### Aim
How many lines in the rows below contain the word "instance"? Reply with the number alone.

** start Data lines **

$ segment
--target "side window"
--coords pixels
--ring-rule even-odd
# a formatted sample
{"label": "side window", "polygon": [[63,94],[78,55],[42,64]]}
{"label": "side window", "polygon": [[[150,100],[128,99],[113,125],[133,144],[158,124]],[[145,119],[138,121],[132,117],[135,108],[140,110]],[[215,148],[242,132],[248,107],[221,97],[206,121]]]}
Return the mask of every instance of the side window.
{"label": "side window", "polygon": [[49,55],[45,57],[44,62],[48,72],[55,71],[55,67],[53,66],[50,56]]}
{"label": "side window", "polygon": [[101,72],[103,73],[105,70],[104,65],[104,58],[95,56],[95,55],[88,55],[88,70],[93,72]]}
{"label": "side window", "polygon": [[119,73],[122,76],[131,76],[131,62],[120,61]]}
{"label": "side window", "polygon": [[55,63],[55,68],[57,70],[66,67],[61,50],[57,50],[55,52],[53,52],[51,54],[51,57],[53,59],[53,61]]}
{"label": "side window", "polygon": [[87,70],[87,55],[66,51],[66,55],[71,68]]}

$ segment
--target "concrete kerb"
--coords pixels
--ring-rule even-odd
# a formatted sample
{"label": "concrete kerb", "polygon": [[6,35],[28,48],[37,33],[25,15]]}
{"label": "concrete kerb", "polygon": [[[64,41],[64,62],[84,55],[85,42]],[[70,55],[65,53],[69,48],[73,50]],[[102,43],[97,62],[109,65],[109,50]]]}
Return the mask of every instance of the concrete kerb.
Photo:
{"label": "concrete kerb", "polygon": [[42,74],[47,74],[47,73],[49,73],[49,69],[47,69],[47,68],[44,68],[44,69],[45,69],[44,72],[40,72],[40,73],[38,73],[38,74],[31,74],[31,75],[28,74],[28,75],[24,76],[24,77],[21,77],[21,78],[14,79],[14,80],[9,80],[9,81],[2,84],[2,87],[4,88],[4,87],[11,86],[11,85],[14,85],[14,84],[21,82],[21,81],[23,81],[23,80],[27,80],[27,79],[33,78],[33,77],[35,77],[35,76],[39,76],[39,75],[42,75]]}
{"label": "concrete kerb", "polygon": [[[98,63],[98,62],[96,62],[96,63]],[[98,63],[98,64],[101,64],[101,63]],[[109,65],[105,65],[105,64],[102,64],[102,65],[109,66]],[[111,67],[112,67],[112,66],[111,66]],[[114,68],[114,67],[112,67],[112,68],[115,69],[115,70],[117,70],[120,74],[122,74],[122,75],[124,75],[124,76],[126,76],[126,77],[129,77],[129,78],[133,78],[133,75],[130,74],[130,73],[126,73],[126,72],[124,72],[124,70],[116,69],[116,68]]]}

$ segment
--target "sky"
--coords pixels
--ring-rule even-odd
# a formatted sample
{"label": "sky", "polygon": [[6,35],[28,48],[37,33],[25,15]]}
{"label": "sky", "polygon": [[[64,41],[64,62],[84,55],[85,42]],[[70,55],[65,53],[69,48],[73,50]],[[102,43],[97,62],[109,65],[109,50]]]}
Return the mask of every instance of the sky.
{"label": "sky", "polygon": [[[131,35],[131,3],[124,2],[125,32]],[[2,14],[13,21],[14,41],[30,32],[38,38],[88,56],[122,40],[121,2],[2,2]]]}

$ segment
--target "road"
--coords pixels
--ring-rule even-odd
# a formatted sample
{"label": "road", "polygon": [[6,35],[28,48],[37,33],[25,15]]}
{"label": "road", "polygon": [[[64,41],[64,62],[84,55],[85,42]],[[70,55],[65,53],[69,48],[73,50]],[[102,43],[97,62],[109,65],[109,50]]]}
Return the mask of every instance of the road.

** end Data lines **

### Response to the task
4